» **Problem statement**
Transcribe the listing below in its entirety, exactly.

» **Raw data**
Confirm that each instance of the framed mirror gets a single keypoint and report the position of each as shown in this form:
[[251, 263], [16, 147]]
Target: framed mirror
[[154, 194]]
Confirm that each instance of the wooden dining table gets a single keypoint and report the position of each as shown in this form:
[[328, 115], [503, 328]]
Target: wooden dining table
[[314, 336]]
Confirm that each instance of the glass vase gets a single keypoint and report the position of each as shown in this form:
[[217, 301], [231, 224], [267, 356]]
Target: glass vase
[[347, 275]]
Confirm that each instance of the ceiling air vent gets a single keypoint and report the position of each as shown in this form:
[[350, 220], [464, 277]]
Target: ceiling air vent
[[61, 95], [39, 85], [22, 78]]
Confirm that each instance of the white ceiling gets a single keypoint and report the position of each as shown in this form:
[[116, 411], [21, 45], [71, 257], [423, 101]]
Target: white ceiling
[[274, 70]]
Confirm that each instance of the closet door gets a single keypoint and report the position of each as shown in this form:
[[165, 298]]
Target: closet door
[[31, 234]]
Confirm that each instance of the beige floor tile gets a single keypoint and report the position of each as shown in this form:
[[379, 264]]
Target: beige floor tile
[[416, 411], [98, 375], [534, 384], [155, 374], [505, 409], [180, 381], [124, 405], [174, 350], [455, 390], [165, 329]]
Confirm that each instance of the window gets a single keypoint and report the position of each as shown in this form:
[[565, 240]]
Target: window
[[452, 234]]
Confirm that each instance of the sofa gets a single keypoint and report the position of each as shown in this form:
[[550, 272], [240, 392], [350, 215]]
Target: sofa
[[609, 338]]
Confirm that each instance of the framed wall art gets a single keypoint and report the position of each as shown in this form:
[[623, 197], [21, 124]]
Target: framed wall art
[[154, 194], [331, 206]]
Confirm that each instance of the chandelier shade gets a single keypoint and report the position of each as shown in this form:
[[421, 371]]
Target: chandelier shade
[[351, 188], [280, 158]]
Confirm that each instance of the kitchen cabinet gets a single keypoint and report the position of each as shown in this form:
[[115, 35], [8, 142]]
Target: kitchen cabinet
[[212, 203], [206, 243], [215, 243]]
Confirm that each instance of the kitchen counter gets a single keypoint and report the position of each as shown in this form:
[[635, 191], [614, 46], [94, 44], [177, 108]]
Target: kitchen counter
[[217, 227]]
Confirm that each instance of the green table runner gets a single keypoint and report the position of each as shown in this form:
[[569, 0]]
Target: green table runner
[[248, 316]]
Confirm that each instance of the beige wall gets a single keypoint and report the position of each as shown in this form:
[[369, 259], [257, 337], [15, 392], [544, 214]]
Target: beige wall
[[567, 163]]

» **Result**
Confirm that each instance of the framed mirror gets a single keypoint and report the position of each as shown in this form:
[[251, 263], [16, 147]]
Target: framed mirror
[[154, 194]]
Confirm that each instance of the wooden dining table gets a single keypoint and report the position of each as shown in this form:
[[328, 115], [503, 328]]
Target: wooden dining table
[[314, 336]]
Confirm that each instance of the glass vase gets a single keypoint and report the position of each as shown in this form:
[[217, 301], [231, 224], [267, 356]]
Target: glass vase
[[347, 275]]
Confirm that each instance of the ceiling air vent gets a single keypoint and report the position of each as shown in this form:
[[350, 220], [464, 277]]
Target: ceiling air vent
[[61, 95], [39, 85], [22, 78]]
Confirm that each instance of the white ceiling gets a single keypoint and report the position of each as shown in this form:
[[116, 411], [21, 45], [71, 257], [423, 101]]
Target: white ceiling
[[274, 70]]
Confirm that each instance of the closet door gets a single keypoint and report the position of each as shown in this form:
[[165, 298]]
Target: closet door
[[31, 234]]
Confirm that each instance of the beige floor tile gets a single keypoint and report the position of each as shown in this form:
[[379, 264]]
Target: beige floor tile
[[416, 411], [98, 375], [534, 384], [155, 374], [505, 409], [180, 381], [124, 405], [174, 350], [455, 390], [165, 329]]
Confirm that each instance of the window gets a single keypoint and report the position of each as shown in this form:
[[565, 240]]
Target: window
[[452, 234]]
Confirm that each instance of the sofa gets a single keypoint and report the position of each as shown in this form:
[[550, 272], [240, 392], [350, 215]]
Target: sofa
[[609, 338]]
Confirm that each instance of the framed wall art gets a single keypoint and report the position of each as shown in this form:
[[623, 197], [21, 124]]
Target: framed wall art
[[154, 194], [331, 206]]
Confirm that each instance of the chandelier shade gets a single keypoint and report the position of each as shown in this form:
[[421, 371]]
Target: chandelier shade
[[351, 188], [280, 158]]
Confirm that each instance of the kitchen cabinet gets a single keypoint and report the position of each as shown in this form:
[[115, 35], [8, 142]]
Target: kitchen cabinet
[[212, 203], [206, 243], [215, 243]]
Confirm that each instance of the kitchen counter gets a single keypoint and report the position of each as shown in this form:
[[635, 191], [614, 46], [94, 44], [177, 108]]
Target: kitchen counter
[[217, 227]]
Confirm that each instance of the green table runner gets a single keypoint and report the position of each as shown in this form:
[[569, 0]]
Target: green table runner
[[248, 316]]
Confirm that each instance of the beige wall gets a single keypoint and report the position of each as shown in this form:
[[369, 259], [257, 337], [15, 392], [544, 214]]
Target: beige wall
[[567, 163]]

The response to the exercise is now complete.